Directions: Each of the entries should be retyped precisely as it appears.

Records for processing:
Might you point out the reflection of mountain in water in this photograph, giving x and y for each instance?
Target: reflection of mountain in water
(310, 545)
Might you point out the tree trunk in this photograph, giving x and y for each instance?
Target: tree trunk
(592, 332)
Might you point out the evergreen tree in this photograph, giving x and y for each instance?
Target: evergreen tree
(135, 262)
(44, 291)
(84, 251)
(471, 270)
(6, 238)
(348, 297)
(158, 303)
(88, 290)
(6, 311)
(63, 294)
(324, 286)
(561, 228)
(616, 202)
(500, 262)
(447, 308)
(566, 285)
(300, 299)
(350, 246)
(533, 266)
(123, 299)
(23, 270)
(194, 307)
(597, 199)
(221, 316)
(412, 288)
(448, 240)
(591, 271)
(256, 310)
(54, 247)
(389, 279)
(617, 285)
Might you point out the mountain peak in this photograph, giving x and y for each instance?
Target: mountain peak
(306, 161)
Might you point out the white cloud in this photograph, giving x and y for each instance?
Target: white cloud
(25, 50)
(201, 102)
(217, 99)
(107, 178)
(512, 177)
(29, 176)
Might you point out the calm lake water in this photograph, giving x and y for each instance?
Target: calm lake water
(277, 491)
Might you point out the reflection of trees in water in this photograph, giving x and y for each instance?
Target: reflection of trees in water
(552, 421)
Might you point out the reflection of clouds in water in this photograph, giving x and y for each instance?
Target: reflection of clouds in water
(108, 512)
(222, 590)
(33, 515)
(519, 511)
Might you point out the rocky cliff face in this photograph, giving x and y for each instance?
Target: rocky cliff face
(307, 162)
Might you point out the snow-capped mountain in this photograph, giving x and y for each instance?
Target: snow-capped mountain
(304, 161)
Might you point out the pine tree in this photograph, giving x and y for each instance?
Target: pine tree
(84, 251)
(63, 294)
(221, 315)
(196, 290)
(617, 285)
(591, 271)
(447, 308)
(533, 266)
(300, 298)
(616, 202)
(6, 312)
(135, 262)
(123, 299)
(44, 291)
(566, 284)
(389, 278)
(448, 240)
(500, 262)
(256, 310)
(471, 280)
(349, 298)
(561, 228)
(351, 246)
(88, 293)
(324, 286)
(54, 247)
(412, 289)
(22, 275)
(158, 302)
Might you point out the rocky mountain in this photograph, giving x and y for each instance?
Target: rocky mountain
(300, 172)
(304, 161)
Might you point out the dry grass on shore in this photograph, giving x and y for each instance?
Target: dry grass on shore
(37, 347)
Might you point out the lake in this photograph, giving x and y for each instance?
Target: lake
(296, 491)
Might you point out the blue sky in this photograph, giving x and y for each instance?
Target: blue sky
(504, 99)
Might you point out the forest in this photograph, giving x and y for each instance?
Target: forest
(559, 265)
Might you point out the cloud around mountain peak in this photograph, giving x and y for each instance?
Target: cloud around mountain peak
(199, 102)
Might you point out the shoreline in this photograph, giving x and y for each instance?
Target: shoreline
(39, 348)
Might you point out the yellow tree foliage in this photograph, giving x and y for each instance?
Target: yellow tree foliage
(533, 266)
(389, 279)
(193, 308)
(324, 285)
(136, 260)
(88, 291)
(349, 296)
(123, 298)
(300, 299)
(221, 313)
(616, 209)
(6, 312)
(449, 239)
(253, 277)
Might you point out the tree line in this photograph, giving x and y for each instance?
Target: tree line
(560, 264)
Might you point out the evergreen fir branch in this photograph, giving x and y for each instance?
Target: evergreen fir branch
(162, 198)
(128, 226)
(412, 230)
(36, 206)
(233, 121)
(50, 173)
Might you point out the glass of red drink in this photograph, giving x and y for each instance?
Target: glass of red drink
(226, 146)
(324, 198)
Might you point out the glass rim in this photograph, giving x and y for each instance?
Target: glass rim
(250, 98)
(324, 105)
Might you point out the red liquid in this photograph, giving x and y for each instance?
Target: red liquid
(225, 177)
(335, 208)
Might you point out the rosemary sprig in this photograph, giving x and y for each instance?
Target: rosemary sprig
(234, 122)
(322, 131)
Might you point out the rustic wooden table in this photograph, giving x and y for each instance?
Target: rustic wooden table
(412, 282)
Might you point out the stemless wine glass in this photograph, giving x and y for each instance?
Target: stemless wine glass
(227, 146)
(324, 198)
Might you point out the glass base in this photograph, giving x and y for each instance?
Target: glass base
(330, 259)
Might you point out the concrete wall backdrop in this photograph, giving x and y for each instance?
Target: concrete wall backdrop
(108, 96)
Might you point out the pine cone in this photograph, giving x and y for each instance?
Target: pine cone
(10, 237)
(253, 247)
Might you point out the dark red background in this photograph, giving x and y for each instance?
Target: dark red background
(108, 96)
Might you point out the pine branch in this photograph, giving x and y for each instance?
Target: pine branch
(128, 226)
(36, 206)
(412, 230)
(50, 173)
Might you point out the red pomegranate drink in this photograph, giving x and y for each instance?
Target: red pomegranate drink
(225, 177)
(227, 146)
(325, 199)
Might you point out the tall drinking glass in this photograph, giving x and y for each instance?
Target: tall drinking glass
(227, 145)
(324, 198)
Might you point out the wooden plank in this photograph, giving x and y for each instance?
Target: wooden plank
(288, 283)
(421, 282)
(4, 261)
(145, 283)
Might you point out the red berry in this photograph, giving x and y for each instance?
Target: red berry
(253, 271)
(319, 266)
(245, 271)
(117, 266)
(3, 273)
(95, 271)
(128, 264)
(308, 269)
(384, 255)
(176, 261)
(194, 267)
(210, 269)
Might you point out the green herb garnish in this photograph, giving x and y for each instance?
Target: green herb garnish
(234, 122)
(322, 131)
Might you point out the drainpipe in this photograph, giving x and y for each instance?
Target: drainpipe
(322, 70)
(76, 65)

Answer section:
Might you point out the reflection of mountain in water in this photograph, giving x and y for each instance?
Target: reflection of mountain in water
(310, 545)
Might you point out the tree trunk in this photograph, giving x and y for each instance?
Target: tree trunk
(592, 332)
Might you point out the evergreen tree in this photograph, giving x and y for each instance?
Target: evergreen tree
(135, 262)
(44, 291)
(84, 251)
(471, 270)
(6, 238)
(348, 297)
(158, 303)
(88, 290)
(6, 311)
(63, 294)
(324, 286)
(561, 228)
(616, 202)
(500, 262)
(447, 308)
(566, 285)
(300, 299)
(350, 246)
(533, 266)
(123, 299)
(23, 270)
(194, 307)
(597, 199)
(221, 316)
(412, 288)
(448, 240)
(591, 271)
(256, 310)
(54, 247)
(389, 279)
(617, 285)
Might you point out the mountain peak in this photograph, giving x and y for each instance?
Target: mountain peak
(306, 161)
Might you point out the white cloud in this photograph, giving x and y for each instance?
Target: white cloud
(25, 50)
(201, 102)
(217, 99)
(107, 178)
(512, 177)
(29, 176)
Might you point out the calm lake water in this photograph, giving x and y for each instance?
Target: calm lake water
(277, 491)
Might you point out the reflection of trees in water in this photograph, giving x and y for each instance?
Target: reflection of trees in water
(552, 421)
Might you point out the reflection of clouds in water in this photograph, giving x and y for each instance?
Target: reflection of clouds in water
(108, 512)
(222, 590)
(33, 515)
(519, 511)
Might you point out the rocky cliff face in this photograph, giving x and y for each instance?
Target: rocky cliff face
(307, 162)
Might you point out the snow-capped mountain in this photograph, giving x and y for each instance?
Target: snow-capped mountain
(304, 161)
Might you point out the pine tree in this photograph, giving x and y for each instance?
Target: pine tree
(84, 251)
(63, 294)
(221, 315)
(196, 290)
(617, 285)
(591, 271)
(447, 308)
(533, 266)
(300, 298)
(616, 202)
(6, 312)
(135, 262)
(123, 299)
(44, 291)
(566, 284)
(389, 278)
(448, 240)
(500, 262)
(256, 310)
(471, 280)
(349, 298)
(561, 228)
(351, 246)
(88, 293)
(324, 286)
(54, 247)
(412, 289)
(22, 275)
(158, 302)
Might you point out the rocky mountain in this photograph, giving x and y for each instance?
Target: rocky mountain
(300, 172)
(304, 161)
Might you point out the dry grass on shore in this photograph, giving x and y for each instance?
Target: dry grass on shore
(37, 347)
Might you point out the lake in this photograph, giving x and y for each instance?
Target: lake
(296, 491)
Might you point out the blue sky in this photograph, giving x and y for each instance?
Target: blue sky
(504, 99)
Might you point out the forest in this photograph, giving x and y for each instance?
Target: forest
(559, 265)
Might you point out the cloud around mountain peak in this photograph, giving x and y for each instance?
Target: cloud around mountain peak
(199, 102)
Might you point out the shoreline in this photograph, giving x and y for each instance?
Target: shoreline
(39, 348)
Might you point out the yellow tree foliage in this photograph, giving x and y for each instance?
Target: yellow tree foliage
(533, 266)
(389, 279)
(193, 308)
(324, 285)
(136, 260)
(88, 291)
(349, 296)
(123, 298)
(300, 299)
(221, 313)
(616, 209)
(6, 312)
(449, 239)
(253, 277)
Might you point out the tree line in this photograph, giving x and y for each instance?
Target: tree line
(560, 264)
Might you point out the evergreen fir branch in this photograph, giving x and y for each instance?
Target: evergreen fir branch
(162, 198)
(128, 226)
(412, 230)
(36, 206)
(233, 121)
(50, 173)
Might you point out the glass of red drink in this photograph, giving x and y for each instance?
Target: glass of red drink
(226, 146)
(324, 198)
Might you point out the glass rim in this photograph, giving x and y for each instance?
Target: glass rim
(250, 98)
(324, 105)
Might you point out the red liquid in this photograph, giving x and y for each instance?
Target: red liquid
(225, 177)
(335, 208)
Might you point out the rosemary sprig in this photograph, giving x and y for each instance?
Target: rosemary sprig
(234, 122)
(322, 131)
Might you point out the rustic wooden table in this photograph, giving x and y for each instance?
Target: rustic wooden table
(412, 282)
Might you point out the stemless wine glass in this photograph, giving x and y for each instance?
Target: stemless wine glass
(227, 146)
(324, 198)
Might you point out the glass base in this photograph, giving x and y for each instance?
Target: glass base
(330, 259)
Might you point out the concrete wall backdrop in this photograph, giving x and y for each instance?
Target: concrete wall backdrop
(108, 96)
Might you point out the pine cone in this photograph, giving x and y for each instance?
Target: pine cone
(10, 237)
(253, 247)
Might you point out the dark red background in this photograph, giving x and y for each instance?
Target: dark red background
(108, 96)
Might you point out the pine branch in this photograph, giving x and y for each instance?
Target: pine branch
(128, 226)
(36, 206)
(412, 230)
(50, 173)
Might you point out the red pomegranate drink in this photograph, giving x and y for each instance?
Target: red pomegranate drink
(225, 177)
(227, 146)
(325, 199)
Might you point out the tall drinking glass in this photograph, giving x and y for each instance?
Target: tall drinking glass
(227, 145)
(324, 198)
Might you point out the wooden plank in this photograph, giving x and y for each instance?
Target: wooden plank
(288, 283)
(421, 282)
(4, 261)
(145, 283)
Might you point out the red berry in this photograph, giving x and y for each instance?
Target: red berry
(253, 271)
(319, 266)
(245, 271)
(117, 266)
(3, 273)
(95, 271)
(128, 264)
(308, 269)
(384, 255)
(176, 261)
(194, 267)
(210, 269)
Might you point out the green herb garnish in this photograph, giving x and y for each instance?
Target: green herb garnish
(234, 122)
(322, 131)
Might you point out the drainpipe in this photograph, giving x and y for each instance?
Target: drainpipe
(322, 70)
(76, 65)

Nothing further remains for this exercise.